* _Brief_
For the entries below, print exactly the lines between the line holding "negative clicks: (393, 294) (327, 348)" and the line holding "positive clicks: (633, 515)", inclusive, and nothing else.

* _Data extract_
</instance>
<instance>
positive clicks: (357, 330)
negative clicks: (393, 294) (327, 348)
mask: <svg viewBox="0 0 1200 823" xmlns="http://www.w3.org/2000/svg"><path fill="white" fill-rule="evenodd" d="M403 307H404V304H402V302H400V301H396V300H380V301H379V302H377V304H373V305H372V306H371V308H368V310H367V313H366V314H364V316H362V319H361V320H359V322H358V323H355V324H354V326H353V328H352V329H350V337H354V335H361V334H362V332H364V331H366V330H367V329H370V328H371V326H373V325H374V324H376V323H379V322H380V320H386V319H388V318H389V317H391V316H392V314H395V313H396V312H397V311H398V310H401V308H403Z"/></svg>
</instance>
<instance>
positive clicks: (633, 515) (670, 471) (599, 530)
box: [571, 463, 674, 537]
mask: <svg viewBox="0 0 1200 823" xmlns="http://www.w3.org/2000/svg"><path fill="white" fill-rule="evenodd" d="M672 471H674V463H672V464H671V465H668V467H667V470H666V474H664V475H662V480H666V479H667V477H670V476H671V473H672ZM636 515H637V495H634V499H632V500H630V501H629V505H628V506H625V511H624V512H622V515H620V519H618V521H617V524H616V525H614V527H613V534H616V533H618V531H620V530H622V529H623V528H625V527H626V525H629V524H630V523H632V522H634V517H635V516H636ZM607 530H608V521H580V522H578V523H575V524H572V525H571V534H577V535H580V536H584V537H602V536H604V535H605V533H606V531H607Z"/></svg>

* _Worked solution_
negative clicks: (393, 294) (327, 348)
mask: <svg viewBox="0 0 1200 823" xmlns="http://www.w3.org/2000/svg"><path fill="white" fill-rule="evenodd" d="M403 307H404V304H402V302H400V301H396V300H380V301H379V302H377V304H373V305H372V306H371V308H368V310H367V313H366V314H364V316H362V319H361V320H359V322H358V323H355V324H354V326H353V328H352V329H350V337H354V335H361V334H362V332H364V331H366V330H367V329H370V328H371V326H373V325H374V324H376V323H379V322H380V320H386V319H388V318H389V317H391V316H392V314H395V313H396V312H397V311H398V310H401V308H403Z"/></svg>
</instance>
<instance>
positive clicks: (633, 515) (670, 471) (599, 530)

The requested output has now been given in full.